■ Prompt ■
Every record shown below should be duplicated exactly.

■ Material for this task ■
....................

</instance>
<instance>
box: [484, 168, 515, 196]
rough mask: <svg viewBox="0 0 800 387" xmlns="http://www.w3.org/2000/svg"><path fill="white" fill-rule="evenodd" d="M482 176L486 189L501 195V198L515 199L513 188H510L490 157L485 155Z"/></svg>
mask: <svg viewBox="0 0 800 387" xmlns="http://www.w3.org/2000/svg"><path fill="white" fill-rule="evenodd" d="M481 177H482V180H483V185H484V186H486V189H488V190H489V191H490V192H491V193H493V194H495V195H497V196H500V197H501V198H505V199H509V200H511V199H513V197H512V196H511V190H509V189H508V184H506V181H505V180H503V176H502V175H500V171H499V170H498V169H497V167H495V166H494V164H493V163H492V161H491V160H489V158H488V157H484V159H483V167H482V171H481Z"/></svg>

....................

■ The answer ■
</instance>
<instance>
box: [484, 168, 515, 196]
rough mask: <svg viewBox="0 0 800 387" xmlns="http://www.w3.org/2000/svg"><path fill="white" fill-rule="evenodd" d="M482 176L486 189L501 195V198L515 199L513 188H510L490 157L485 155Z"/></svg>
mask: <svg viewBox="0 0 800 387" xmlns="http://www.w3.org/2000/svg"><path fill="white" fill-rule="evenodd" d="M481 177H482V180H483V185H484V186H486V189H488V190H489V191H490V192H491V193H493V194H495V195H497V196H500V197H501V198H505V199H509V200H511V199H513V197H512V196H511V190H509V189H508V184H506V181H505V180H503V176H502V175H500V171H499V170H498V169H497V167H495V166H494V164H493V163H492V161H491V160H489V158H488V157H484V159H483V167H482V171H481Z"/></svg>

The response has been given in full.